## Supplied text
The sportsman Tom Petty said was “more punk than the Ramones”
Following the example of Elvis Presley and later The Beatles, the baby boomer generation brought rock and roll to the masses in the 1960s and ‘70s. Generation lines are never clean-cut, but the succeeding generation, generation X, consisted of those born between 1964 and 1980. This generation would grow up on a more diverse diet of music, heavily guided by punk rock. Born in 1950, Tom Petty was a bonafide baby boomer.
As a teenager growing up in the 1960s, Petty was well-versed in Presley and Roy Orbison but saw his future manifest before him when he first encountered The Beatles. Like many of his generation in the US, Petty first saw the Fab Four performing live on the Ed Sullivan Show in 1964. “There was the way out. There was the way to do it,” he reflected.

## Information
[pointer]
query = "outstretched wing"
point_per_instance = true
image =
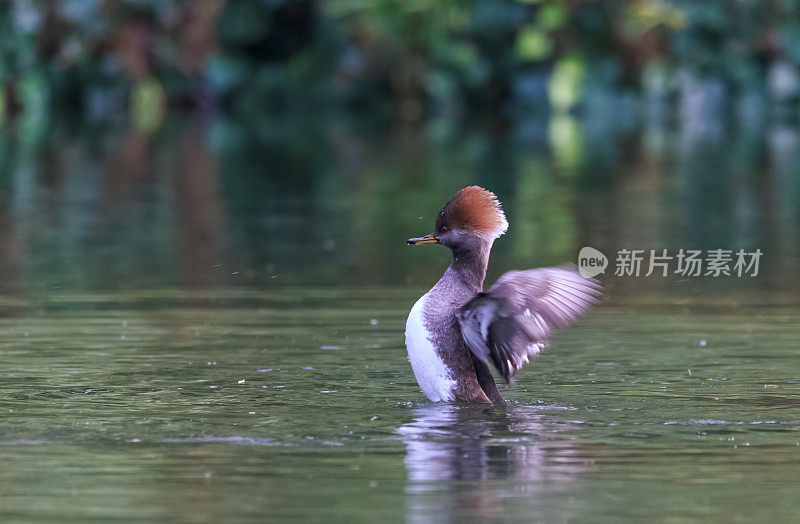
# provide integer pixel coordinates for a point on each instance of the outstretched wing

## Tasks for this exercise
• 1. In the Tom Petty text, on what television program did Petty first see The Beatles perform live?
• 2. Apart from Tom Petty himself, list every musician or band the Tom Petty text names.

## Answers per task
• 1. The Ed Sullivan Show

• 2. the Ramones, Elvis Presley, The Beatles, Roy Orbison